- Required work: Repeat the records below exactly, leaving out any pictures.

- Task data:

=-=-=

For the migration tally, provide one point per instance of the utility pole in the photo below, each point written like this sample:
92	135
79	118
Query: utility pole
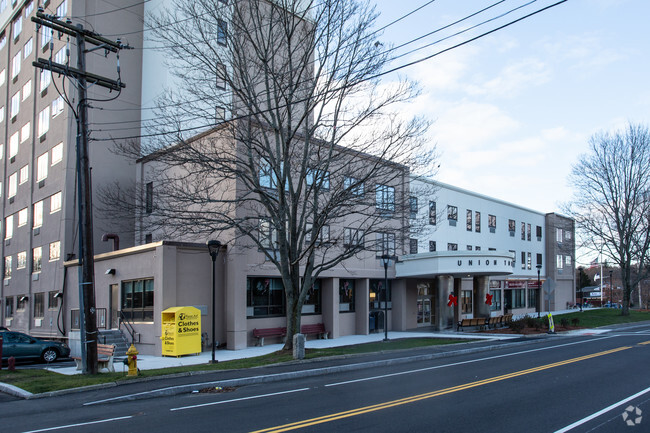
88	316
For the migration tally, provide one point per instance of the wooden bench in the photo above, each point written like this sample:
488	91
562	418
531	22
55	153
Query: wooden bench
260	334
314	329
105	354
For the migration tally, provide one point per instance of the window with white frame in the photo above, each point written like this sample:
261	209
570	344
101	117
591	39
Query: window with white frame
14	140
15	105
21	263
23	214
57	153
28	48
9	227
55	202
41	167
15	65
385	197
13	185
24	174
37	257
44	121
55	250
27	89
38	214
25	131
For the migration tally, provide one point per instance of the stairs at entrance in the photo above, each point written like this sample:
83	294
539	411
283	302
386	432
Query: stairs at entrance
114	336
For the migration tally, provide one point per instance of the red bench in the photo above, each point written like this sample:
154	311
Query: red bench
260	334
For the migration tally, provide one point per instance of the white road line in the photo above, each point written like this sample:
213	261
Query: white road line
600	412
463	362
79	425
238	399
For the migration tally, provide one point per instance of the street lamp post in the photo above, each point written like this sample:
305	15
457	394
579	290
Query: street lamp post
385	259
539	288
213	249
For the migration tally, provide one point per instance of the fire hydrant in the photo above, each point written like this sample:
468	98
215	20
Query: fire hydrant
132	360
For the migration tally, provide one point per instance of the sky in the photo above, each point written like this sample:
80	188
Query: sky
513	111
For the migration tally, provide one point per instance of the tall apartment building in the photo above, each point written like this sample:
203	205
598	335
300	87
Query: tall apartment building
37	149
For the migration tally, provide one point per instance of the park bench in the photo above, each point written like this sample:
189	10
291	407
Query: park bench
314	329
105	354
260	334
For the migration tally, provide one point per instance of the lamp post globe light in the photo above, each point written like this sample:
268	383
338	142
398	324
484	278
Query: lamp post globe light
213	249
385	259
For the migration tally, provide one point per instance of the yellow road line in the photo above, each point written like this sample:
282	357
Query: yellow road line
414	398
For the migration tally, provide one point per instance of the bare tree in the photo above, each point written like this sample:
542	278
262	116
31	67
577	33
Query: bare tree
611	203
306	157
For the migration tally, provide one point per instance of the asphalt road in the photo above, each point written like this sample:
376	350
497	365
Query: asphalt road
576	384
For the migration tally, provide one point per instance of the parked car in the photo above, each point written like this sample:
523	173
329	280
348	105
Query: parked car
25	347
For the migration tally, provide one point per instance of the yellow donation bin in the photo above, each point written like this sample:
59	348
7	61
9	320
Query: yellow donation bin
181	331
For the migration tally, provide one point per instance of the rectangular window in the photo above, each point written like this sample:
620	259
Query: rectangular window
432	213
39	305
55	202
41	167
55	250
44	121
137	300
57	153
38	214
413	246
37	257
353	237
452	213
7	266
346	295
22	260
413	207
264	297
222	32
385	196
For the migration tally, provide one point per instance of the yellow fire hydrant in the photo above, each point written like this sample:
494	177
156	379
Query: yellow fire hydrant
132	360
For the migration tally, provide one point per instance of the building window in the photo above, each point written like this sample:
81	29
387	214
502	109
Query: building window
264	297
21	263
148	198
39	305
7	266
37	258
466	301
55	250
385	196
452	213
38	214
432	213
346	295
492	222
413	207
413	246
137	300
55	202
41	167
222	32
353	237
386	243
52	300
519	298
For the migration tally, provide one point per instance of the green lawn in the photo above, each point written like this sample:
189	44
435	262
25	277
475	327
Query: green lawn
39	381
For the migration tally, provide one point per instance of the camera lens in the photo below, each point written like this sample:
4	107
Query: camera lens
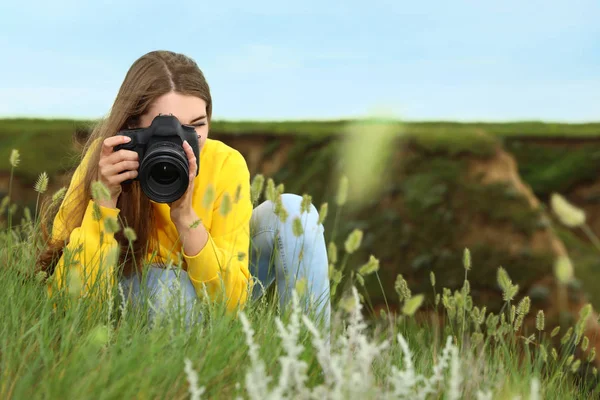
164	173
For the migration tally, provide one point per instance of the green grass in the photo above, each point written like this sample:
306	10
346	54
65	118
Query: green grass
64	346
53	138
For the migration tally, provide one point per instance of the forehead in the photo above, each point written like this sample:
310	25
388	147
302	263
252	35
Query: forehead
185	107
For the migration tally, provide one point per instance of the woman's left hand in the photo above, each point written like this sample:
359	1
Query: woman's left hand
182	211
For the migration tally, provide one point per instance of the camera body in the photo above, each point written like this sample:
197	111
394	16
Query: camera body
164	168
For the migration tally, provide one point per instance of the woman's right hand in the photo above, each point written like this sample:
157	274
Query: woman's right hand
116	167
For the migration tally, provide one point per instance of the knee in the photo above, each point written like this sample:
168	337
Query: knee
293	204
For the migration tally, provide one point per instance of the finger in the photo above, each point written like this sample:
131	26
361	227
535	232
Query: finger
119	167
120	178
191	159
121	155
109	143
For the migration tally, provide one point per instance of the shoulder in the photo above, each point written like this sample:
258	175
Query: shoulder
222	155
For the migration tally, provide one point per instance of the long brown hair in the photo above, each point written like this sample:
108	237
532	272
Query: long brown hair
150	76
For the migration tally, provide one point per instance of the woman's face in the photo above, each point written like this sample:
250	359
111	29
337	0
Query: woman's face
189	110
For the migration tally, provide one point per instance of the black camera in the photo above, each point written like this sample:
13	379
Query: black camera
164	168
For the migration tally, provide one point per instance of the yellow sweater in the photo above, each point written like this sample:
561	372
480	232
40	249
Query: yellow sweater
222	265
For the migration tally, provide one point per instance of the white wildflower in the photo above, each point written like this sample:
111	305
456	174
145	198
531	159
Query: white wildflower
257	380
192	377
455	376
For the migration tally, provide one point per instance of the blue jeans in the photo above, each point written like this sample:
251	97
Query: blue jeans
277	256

=-=-=

- Solution to this problem:
For the migration tally, provide one point per instance of the utility pole in the photo below, each point written like this sample:
92	135
79	118
Query: utility pole
88	316
For the migration tally, provide one point per instance of the wooden bench in the photo above, each point written like this sample:
488	91
562	418
531	22
55	153
Query: wooden bench
260	334
314	329
105	354
For the migration tally, provide one point per instance of the window with white frame in the photo above, each point written like this sample:
261	209
570	344
101	117
591	39
Query: window with white frame
14	140
15	105
21	263
23	214
57	153
28	48
9	227
55	202
41	167
15	65
385	197
13	185
24	174
37	257
44	121
55	250
27	89
38	214
25	131
For the migration tally, provide one point per instance of the stairs at entrance in the photo above, each point written like this sample:
83	294
539	411
283	302
386	432
Query: stairs at entrance
114	336
For the migration tally, provide one point per instance of the red bench in the photo above, each point written like this sample:
154	311
Query: red bench
260	334
For the migration tally, provide one point per instance of the white road line in the photo above, each point written like this sample:
213	261
Query: white road line
600	412
463	362
79	425
238	399
For the migration tally, provide one point per instance of the street lamp post in the photo above, each point written like this sample:
305	15
457	394
579	290
Query: street lamp post
385	259
539	288
213	249
For the migration tally, provide one point per instance of the fire hydrant in the photo above, each point written like this sample:
468	98
215	20
Query: fire hydrant
132	360
For the migration tally, provide one point per instance of the sky in the photo above, each point written like this sample:
80	188
Query: sky
513	111
For the migration tally, provide one point per instance of the tall apartment building in the photo above, each point written like this sample:
203	205
598	335
300	87
Query: tall apartment building
37	149
For the migration tally, provide one point per instance of the park bench in the photo above, each point written like this sample:
189	10
291	407
Query: park bench
314	329
105	354
260	334
For the migration tally, provide one point per instance of the lamp post globe light in the photo above, each point written like this sample:
268	383
338	142
398	324
484	278
Query: lamp post globe light
213	249
385	259
For the migration tally, provide one point per instance of the yellow road line in the photo above, each point written like this sample:
282	357
Query: yellow road line
414	398
For the migration tally, provide one point per instance of the bare tree in the photo above, each point written like this sample:
542	278
262	116
31	67
577	33
Query: bare tree
611	203
306	157
For the migration tally, provide one point per instance of the asphalt road in the photo above, each point written like this sample:
376	350
497	365
Query: asphalt road
576	384
For the migration tally, provide one point per instance of the parked car in the photo above, each point written like this sample:
523	173
329	280
348	105
Query: parked car
25	347
For the migration tally, provide one point per instance of the yellow donation bin in the photo above, each point written like this sample:
59	348
7	61
9	320
Query: yellow donation bin
181	331
For the migration tally, provide one point per instance of the rectangular window in the photo above, each point written like this sample:
620	259
Query: rectangular window
432	213
39	305
55	202
41	167
55	250
44	121
137	300
57	153
38	214
413	246
37	257
353	237
452	213
7	266
346	295
22	260
413	207
264	297
222	32
385	196
For the migration tally, provide one point per instance of the yellow fire hydrant in the photo above, each point written like this sample:
494	177
156	379
Query: yellow fire hydrant
132	360
For the migration tally, provide one point per instance of the building window in the photo above, each point written like this sample:
81	29
387	214
502	109
Query: building window
264	297
21	263
148	198
39	305
7	266
37	258
466	301
55	250
385	196
452	213
38	214
432	213
346	295
492	222
413	207
413	246
137	300
55	202
41	167
222	32
353	237
386	243
52	300
519	298
For the migration tally, provide one point per instance of the green lawn in the photo above, each point written like this sample:
189	44
435	262
25	277
475	327
Query: green lawn
39	381
For the migration tally, provide one point per instance of the camera lens in the photo below, each point written like this sample:
4	107
Query: camera lens
164	173
For the migration tally, provide one point per instance of the green grass in the photo above, each point written like this sample:
306	10
346	54
65	118
Query: green grass
64	346
53	138
For the migration tally, provide one point per instance of the forehead in the photo above, each point written like this sample:
310	25
388	147
302	263
252	35
Query: forehead
185	107
For the migration tally, provide one point per instance of the woman's left hand in the photo above, each point written like this sample:
359	1
Query: woman's left hand
182	211
For the migration tally, provide one point per instance of the camera body in the photo above, each point written like this sample:
197	111
394	16
Query: camera body
164	168
For the migration tally, provide one point per instance of the woman's right hand in the photo above, each point written like this sample:
157	274
Query: woman's right hand
116	167
For the migration tally, provide one point per instance of the knee in the photo above, each point written like this sample:
168	337
Query: knee
293	204
For the migration tally, provide one point per instance of the finger in the photo above, each point written like this sample:
131	26
361	227
535	232
Query: finger
119	167
120	178
191	159
121	155
109	143
For the migration tally, provide one point per instance of the shoulder in the photo above, each point written like this sample:
258	175
Query: shoulder
222	155
For the migration tally, provide one point per instance of the long brown hair in the photo above, each point written like this sample:
108	237
532	272
Query: long brown hair
150	76
For the migration tally, provide one point per instance of the woman's face in the photo above, each point written like this sample:
250	359
111	29
337	0
Query: woman's face
189	110
For the migration tally, provide one point per instance of the black camera in the photo above, each point written like this sample:
13	379
Query: black camera
164	168
For the migration tally, provide one point per instance of the yellow sweater in the photo above, each point written like this sample:
561	372
480	232
40	249
Query: yellow sweater
222	265
For the migration tally, provide one point per instance of the white wildflower in the photo above, each point written like this sample:
111	305
456	174
145	198
531	159
Query: white wildflower
257	380
192	377
455	376
For the migration tally, provide one point per instance of the blue jeans in the photo above, each point written like this sample:
251	97
Query: blue jeans
277	256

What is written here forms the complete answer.